> _What is being asked_
Extend the account of Balboa's early years in the Americas, given below, beginning directly after its last sentence.

With his share of the earnings from this campaign, Balboa settled in Hispaniola in 1505, where he resided for several years as a planter and pig farmer. He was not successful in this enterprise, however, and ended up in debt. Finally, he was forced to abandon life on the island.
In 1508, the king of Spain, Ferdinand II "The Catholic", launched the conquest of Tierra Firme (the area roughly corresponding to the Isthmus of Panama). He created two new territories in the region between El Cabo de la Vela (near the eastern border of Colombia) and El Cabo de Gracias a Dios (the border between Honduras and Nicaragua). The Gulf of Urabá became the border between the two territories: Nueva Andalucía to the east, governed by Alonso de Ojeda, and Veragua to the west, governed by Diego de Nicuesa.
In 1509, wishing to escape his creditors in Santo Domingo, Balboa set sail as a stowaway, hiding inside a barrel together with his dog Leoncico, in the expedition commanded by the Alcalde Mayor of Nueva Andalucía, Martín Fernández de Enciso, whose mission it was to aid Alonso de Ojeda, his superior.
Ojeda, together with seventy men, had founded the settlement of San Sebastián de Urabá in Nueva Andalucía, on the location where the city of Cartagena de Indias would later be built. However, the settlers encountered resistance from natives living in the area, who used poisoned weapons, and Ojeda was injured in the leg. A short time later, Ojeda sailed for Hispaniola, leaving the colony under the supervision of Francisco Pizarro, who, at that time, was only a soldier waiting for Enciso's expedition to arrive. Ojeda asked Pizarro to leave some men in the settlement for fifty days and, if no help arrived at the end of that time, to use all possible means to get back to Hispaniola.
Before the expedition arrived at San Sebastián de Urabá, Fernández de Enciso discovered Balboa aboard the ship, and threatened to leave him at the first uninhabited island they encountered; he later thought better of this and decided that Balboa's knowledge of that region, which he had explored eight years before, would be of great utility. This, in addition to the crew's pleas for his life, left Fernández de Enciso with no choice but to spare Balboa and keep him aboard. Moreover, both agreed on removing Nicuesa as governor of Veragua.
After the fifty days had passed, Pizarro started preparations for the return to Hispaniola, when Enciso's ship arrived. Balboa had gained popularity among the crew because of his charisma and his knowledge of the region. By contrast Fernández de Enciso was not well liked by the men: many disapproved of his order to return to San Sebastián, especially after discovering, once they had arrived, that the settlement had been completely destroyed and that the natives were already waiting for them, leading to a series of relentless attacks.
Balboa suggested that the settlement of San Sebastián be moved to the region of Darién, to the west of the Gulf of Urabá, where the soil was more fertile and the natives presented less resistance. Fernández de Enciso gave serious consideration to this suggestion, and the regiment later went to Darién, where the native cacique (chieftain) Cémaco had 500 warriors waiting, ready for battle. The Spanish, fearful of the large number of enemy combatants, made a vow to the Virgen de la Antigua, venerated in Seville, that they would name a settlement in the region after her should they prevail. It was a difficult battle for both sides, but, by a stroke of luck, the Spanish came out victorious.

> _Dataset rows_
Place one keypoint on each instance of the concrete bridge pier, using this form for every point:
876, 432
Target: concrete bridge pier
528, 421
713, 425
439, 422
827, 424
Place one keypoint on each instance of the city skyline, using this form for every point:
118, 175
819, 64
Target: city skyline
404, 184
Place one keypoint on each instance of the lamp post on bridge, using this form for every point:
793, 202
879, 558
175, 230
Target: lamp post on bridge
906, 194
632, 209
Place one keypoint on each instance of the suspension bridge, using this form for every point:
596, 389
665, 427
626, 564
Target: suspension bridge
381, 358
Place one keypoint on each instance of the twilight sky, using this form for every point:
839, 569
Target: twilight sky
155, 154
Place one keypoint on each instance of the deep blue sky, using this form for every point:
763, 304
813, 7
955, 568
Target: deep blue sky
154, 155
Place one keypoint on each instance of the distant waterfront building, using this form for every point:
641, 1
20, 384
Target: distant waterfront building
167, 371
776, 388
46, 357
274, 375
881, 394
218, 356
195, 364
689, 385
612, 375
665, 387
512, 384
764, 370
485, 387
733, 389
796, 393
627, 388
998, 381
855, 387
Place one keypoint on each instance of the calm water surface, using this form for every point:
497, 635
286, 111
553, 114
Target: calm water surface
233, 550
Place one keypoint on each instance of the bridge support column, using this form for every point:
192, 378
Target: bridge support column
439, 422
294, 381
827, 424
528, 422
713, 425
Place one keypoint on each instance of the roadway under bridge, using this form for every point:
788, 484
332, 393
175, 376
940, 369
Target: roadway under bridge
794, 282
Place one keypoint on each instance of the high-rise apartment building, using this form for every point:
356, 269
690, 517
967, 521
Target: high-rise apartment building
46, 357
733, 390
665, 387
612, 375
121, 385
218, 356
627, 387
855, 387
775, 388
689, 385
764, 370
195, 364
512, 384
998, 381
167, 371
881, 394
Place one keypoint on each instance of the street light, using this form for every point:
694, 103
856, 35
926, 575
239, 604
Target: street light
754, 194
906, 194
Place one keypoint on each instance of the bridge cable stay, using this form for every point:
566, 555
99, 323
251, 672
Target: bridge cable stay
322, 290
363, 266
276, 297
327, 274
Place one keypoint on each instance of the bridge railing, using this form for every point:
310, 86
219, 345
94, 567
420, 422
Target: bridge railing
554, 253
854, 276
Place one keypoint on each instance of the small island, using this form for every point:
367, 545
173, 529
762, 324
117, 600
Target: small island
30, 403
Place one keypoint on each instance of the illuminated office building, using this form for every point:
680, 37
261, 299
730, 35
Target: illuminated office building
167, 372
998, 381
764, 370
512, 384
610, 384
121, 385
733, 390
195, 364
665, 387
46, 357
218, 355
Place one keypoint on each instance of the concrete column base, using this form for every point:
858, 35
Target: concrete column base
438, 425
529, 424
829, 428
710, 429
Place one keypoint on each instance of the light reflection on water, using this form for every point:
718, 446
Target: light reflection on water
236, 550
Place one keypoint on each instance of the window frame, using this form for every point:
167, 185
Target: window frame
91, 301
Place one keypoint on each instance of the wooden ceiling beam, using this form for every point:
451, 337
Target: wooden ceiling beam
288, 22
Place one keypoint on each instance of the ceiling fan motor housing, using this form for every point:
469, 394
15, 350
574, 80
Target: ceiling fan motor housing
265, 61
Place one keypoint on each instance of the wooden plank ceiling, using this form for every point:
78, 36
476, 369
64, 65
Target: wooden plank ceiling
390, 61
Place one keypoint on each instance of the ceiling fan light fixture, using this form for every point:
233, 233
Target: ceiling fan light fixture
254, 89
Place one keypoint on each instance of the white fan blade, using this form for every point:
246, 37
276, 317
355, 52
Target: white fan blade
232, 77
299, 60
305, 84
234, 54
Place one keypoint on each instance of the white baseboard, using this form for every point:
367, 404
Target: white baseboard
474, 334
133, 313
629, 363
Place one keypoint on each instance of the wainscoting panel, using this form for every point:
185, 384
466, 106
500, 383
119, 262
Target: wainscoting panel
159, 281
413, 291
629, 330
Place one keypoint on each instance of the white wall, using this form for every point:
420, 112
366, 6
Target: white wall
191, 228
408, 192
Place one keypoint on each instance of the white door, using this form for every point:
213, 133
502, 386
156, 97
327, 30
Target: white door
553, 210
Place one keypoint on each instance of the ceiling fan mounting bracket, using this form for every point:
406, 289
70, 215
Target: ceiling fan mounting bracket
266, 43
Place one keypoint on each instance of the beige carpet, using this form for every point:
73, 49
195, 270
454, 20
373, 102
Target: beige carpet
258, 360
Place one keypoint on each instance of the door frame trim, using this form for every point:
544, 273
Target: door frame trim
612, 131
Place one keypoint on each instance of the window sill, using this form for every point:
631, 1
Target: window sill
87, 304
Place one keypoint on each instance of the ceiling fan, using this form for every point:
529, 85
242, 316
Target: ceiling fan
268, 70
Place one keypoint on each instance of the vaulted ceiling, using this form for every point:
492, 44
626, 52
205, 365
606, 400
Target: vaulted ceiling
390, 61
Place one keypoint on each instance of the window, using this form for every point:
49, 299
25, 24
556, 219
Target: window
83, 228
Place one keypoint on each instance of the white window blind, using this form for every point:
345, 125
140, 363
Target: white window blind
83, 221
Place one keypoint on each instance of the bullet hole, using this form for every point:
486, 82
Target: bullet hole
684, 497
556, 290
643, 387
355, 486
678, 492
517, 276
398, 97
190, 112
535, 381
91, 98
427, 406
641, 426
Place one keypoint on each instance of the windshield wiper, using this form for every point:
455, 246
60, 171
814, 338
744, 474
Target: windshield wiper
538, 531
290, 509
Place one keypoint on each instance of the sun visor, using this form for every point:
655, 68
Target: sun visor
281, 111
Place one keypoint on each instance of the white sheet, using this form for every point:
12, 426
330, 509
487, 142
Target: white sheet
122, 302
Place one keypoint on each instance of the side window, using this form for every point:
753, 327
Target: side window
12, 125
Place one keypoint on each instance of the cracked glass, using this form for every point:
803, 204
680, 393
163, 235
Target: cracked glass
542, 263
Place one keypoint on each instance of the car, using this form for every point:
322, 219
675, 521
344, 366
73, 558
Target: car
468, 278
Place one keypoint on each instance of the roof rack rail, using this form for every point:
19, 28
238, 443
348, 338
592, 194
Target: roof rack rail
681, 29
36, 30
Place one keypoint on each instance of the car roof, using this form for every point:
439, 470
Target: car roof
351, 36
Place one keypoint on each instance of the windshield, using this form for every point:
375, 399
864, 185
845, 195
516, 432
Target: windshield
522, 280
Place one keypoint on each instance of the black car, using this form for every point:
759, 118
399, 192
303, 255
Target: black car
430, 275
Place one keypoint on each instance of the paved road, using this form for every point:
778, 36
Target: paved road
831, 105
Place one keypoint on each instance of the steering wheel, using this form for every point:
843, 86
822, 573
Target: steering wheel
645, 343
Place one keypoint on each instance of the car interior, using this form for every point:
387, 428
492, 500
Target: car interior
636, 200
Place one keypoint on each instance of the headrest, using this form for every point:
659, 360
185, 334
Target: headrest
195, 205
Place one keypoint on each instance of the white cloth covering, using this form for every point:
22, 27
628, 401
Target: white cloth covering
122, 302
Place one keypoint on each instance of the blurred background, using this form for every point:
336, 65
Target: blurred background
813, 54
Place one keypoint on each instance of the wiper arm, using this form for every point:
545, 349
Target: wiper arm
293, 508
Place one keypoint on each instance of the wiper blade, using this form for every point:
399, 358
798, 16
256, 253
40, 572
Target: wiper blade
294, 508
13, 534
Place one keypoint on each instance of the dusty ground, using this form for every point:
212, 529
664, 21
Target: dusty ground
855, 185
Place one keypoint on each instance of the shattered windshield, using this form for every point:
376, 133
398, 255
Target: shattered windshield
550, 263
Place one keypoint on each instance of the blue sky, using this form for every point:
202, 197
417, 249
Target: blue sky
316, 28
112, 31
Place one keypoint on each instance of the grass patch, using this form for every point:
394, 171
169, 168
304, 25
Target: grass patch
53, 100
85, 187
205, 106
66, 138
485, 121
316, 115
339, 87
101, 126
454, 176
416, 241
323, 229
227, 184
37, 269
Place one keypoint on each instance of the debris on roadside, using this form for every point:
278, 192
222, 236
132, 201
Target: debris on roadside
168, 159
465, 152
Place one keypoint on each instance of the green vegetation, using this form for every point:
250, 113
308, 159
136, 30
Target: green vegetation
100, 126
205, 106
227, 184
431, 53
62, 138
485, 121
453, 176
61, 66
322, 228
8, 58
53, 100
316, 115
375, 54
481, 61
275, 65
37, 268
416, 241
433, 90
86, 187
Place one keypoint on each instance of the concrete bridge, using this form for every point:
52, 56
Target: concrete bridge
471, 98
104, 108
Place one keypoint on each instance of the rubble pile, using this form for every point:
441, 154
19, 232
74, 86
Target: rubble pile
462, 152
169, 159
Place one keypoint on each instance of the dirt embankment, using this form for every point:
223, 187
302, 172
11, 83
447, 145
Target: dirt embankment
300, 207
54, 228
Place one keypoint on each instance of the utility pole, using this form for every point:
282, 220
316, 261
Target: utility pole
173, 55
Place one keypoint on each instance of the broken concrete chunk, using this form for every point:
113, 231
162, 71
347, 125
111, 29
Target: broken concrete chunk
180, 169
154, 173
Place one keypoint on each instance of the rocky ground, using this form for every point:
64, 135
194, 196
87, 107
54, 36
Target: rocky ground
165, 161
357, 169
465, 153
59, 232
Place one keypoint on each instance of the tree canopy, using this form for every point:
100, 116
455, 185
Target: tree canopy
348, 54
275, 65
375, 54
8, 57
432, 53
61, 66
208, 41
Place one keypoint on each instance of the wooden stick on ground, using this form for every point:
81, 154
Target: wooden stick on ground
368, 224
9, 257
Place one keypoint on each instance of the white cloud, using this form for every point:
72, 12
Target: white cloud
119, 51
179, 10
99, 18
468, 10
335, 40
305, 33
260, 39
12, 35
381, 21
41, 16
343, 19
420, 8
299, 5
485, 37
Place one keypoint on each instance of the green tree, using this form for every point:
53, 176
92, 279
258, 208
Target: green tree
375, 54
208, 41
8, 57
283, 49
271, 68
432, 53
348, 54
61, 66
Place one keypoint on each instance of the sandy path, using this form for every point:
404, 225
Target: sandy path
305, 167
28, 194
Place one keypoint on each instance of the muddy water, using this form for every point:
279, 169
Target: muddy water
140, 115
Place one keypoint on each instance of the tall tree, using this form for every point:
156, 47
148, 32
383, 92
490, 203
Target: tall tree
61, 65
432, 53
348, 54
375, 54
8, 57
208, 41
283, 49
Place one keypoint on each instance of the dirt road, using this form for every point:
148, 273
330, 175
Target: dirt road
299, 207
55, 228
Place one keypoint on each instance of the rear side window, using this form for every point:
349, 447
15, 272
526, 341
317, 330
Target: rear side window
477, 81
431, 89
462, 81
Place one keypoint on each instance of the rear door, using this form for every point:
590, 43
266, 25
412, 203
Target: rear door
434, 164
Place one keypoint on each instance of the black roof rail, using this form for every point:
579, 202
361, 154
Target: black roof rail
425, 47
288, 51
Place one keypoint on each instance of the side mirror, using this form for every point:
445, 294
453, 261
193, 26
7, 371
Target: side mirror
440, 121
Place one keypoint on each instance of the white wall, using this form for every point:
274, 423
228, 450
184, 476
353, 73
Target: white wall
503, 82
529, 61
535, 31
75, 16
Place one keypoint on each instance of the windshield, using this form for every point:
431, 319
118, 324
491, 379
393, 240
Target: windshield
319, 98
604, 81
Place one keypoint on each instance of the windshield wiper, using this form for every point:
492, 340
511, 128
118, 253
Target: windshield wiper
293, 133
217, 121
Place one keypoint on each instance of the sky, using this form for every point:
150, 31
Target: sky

> _Answer to the task_
Cémaco, together with his warriors, abandoned the town and headed for the jungle. The Spanish plundered the houses and gathered a treasure-trove of golden ornaments. Balboa kept his vow, and, in September 1510, founded the first permanent settlement on mainland American soil, and called it Santa María la Antigua del Darién.
The victory of the Spanish over the natives and the founding of Santa María la Antigua del Darién, now located in a relatively calm region, earned Balboa authority and respect among his companions. They were increasingly hostile toward Alcalde Mayor Fernández de Enciso, whom they considered a greedy despot because of the restrictions he imposed on their appropriation of the natives' gold.
Balboa took advantage of the situation, acting as the spokesman for the disgruntled settlers. He removed Fernández de Enciso from the position of alcalde mayor, using the following legal manoeuvre: Fernández de Enciso was now controlling an area in Veragua, to the west of the Gulf of Urabá; since he was substituting for Alonso de Ojeda, his mandate was illegitimate, because the governor of Veragua was Diego de Nicuesa, not Ojeda; therefore, Fernández de Enciso should be deposed and arrested. After Fernández de Enciso's ouster, a more open government was established and a municipal council was elected (the first in the Americas). Two alcaldes  were appointed: Martín Samudio and Vasco Núñez de Balboa.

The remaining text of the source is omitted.